#### The problem:
Each record that follows should be repeated exactly, minus any images.

#### Records for the exercise:
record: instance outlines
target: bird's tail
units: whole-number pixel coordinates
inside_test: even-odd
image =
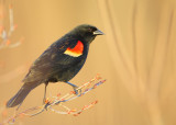
[[[26,95],[30,93],[30,91],[36,88],[37,86],[38,83],[24,83],[19,90],[19,92],[8,101],[7,107],[13,107],[21,104],[23,100],[26,98]]]

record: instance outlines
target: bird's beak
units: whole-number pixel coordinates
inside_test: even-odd
[[[94,35],[105,35],[100,30],[94,32]]]

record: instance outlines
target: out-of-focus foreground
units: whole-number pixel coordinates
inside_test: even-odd
[[[95,99],[100,103],[77,117],[44,112],[16,124],[175,125],[175,0],[0,0],[0,112],[22,86],[32,61],[82,23],[106,35],[94,41],[72,82],[82,84],[97,72],[107,82],[69,106]],[[47,96],[70,90],[64,83],[50,84]],[[20,110],[42,104],[43,93],[40,86]],[[3,112],[0,121],[4,118]]]

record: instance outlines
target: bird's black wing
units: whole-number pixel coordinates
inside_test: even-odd
[[[74,64],[77,57],[65,55],[67,47],[74,47],[76,38],[63,37],[53,43],[31,66],[23,82],[45,82],[51,76]],[[80,58],[80,57],[79,57]]]

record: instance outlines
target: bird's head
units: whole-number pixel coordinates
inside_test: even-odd
[[[89,24],[78,25],[72,31],[72,34],[80,36],[89,44],[95,39],[97,35],[103,35],[100,30]]]

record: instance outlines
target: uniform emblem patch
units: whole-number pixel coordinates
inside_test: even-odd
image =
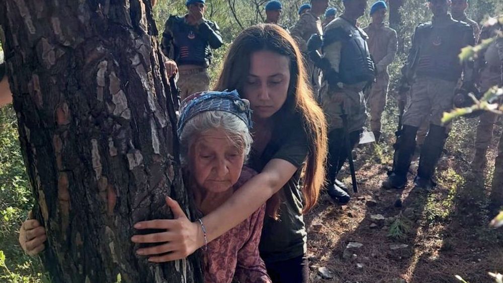
[[[442,44],[442,38],[439,36],[437,36],[437,38],[433,40],[432,43],[435,46],[440,46]]]

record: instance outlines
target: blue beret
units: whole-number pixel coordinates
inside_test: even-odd
[[[299,15],[302,13],[302,11],[306,9],[310,9],[311,5],[309,3],[304,3],[299,8]]]
[[[202,3],[204,4],[206,2],[206,0],[187,0],[187,2],[185,2],[185,6],[188,6],[189,5],[195,4],[196,3]]]
[[[336,13],[337,13],[337,9],[336,8],[328,8],[325,11],[325,18],[330,16],[335,16]]]
[[[269,1],[266,5],[266,11],[280,10],[283,9],[281,3],[276,0]]]
[[[379,9],[387,9],[388,6],[386,6],[386,3],[384,1],[378,1],[372,4],[370,7],[370,15],[374,14]]]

#### The output:
record: instance outlines
target: bird's tail
units: whole-number pixel coordinates
inside_test: even-odd
image =
[[[26,95],[30,93],[30,91],[36,88],[37,86],[38,83],[24,83],[19,90],[19,92],[8,101],[7,107],[13,107],[21,104],[23,100],[26,98]]]

record: instance outlines
target: bird's beak
units: whole-number pixel coordinates
inside_test: even-odd
[[[94,35],[105,35],[100,30],[94,32]]]

record: instance outlines
target: out-of-focus foreground
units: whole-number pixel coordinates
inside_test: even-odd
[[[95,99],[100,103],[77,117],[44,112],[16,124],[175,125],[175,0],[0,0],[0,112],[22,86],[32,61],[82,23],[106,35],[94,41],[72,82],[82,84],[97,72],[107,82],[69,106]],[[47,96],[70,90],[64,83],[50,84]],[[20,110],[42,104],[43,93],[40,86]],[[3,112],[0,121],[4,118]]]

record: instance outlines
target: bird's black wing
units: whole-number pixel coordinates
inside_test: even-odd
[[[74,64],[77,57],[65,55],[67,47],[74,47],[76,38],[63,37],[53,43],[31,66],[23,82],[45,82],[51,76]],[[80,58],[80,57],[79,57]]]

record: instance outlines
target: bird's head
units: whole-number pixel coordinates
inside_test: even-odd
[[[89,24],[78,25],[72,31],[72,34],[80,36],[89,44],[95,39],[97,35],[103,35],[100,30]]]

record: instance outlines
target: uniform emblem patch
units: whole-number pixel coordinates
inside_test: even-odd
image =
[[[442,44],[442,38],[439,36],[437,36],[437,38],[433,40],[432,43],[435,46],[440,46]]]

record: instance outlines
target: blue beret
units: whole-number pixel coordinates
inside_test: even-odd
[[[299,15],[302,13],[302,11],[306,9],[310,9],[311,5],[309,3],[304,3],[299,8]]]
[[[202,3],[204,4],[206,2],[206,0],[187,0],[187,2],[185,2],[185,6],[188,6],[189,5],[195,4],[196,3]]]
[[[336,13],[337,13],[337,9],[336,8],[328,8],[325,11],[325,18],[330,16],[335,16]]]
[[[269,1],[266,5],[266,11],[280,10],[283,9],[281,3],[276,0]]]
[[[379,9],[387,9],[388,6],[386,6],[386,3],[384,1],[378,1],[372,4],[370,7],[370,15],[374,14]]]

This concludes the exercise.